**Stated problem**. Rescale the stretch from the start of the records through the line containing "155 112 L 148". Give all of those lines again, requests included, with every polygon coordinate in the answers multiplied by 0.85 and rounded to whole numbers (halves up), and with the numbers in the requests and their format samples left unchanged.

**Supplied data**.
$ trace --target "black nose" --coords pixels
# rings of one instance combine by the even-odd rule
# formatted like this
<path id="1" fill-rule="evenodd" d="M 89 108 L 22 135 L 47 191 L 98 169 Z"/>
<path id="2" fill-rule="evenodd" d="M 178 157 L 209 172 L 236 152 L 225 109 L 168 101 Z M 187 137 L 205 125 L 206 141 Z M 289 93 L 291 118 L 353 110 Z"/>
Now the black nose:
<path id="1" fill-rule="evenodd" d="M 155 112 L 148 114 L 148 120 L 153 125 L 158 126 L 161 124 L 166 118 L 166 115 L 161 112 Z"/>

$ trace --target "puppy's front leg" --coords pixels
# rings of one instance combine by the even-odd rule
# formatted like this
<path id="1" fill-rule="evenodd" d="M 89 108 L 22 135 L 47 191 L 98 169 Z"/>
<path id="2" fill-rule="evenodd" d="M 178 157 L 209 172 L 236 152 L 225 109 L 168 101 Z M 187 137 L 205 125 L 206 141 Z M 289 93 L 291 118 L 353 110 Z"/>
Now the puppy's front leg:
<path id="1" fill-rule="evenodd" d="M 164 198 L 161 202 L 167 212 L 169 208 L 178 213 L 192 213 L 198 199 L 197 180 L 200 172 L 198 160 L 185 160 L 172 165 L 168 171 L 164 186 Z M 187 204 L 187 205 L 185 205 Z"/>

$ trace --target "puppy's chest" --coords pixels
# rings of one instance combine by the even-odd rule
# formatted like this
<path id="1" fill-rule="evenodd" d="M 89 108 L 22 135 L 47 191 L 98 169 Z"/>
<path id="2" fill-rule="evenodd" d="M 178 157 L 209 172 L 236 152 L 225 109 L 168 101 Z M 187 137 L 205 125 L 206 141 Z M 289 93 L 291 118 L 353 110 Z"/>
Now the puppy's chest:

**Right answer**.
$ trace --target "black nose" --coords pixels
# rings of one instance combine by the even-odd rule
# formatted like this
<path id="1" fill-rule="evenodd" d="M 89 108 L 22 135 L 47 191 L 98 169 Z"/>
<path id="2" fill-rule="evenodd" d="M 178 157 L 209 172 L 236 152 L 225 109 L 168 101 Z M 187 137 L 205 125 L 206 141 Z M 289 93 L 291 118 L 353 110 Z"/>
Now the black nose:
<path id="1" fill-rule="evenodd" d="M 132 95 L 126 97 L 126 102 L 130 106 L 134 107 L 137 105 L 141 100 L 141 98 L 137 95 Z"/>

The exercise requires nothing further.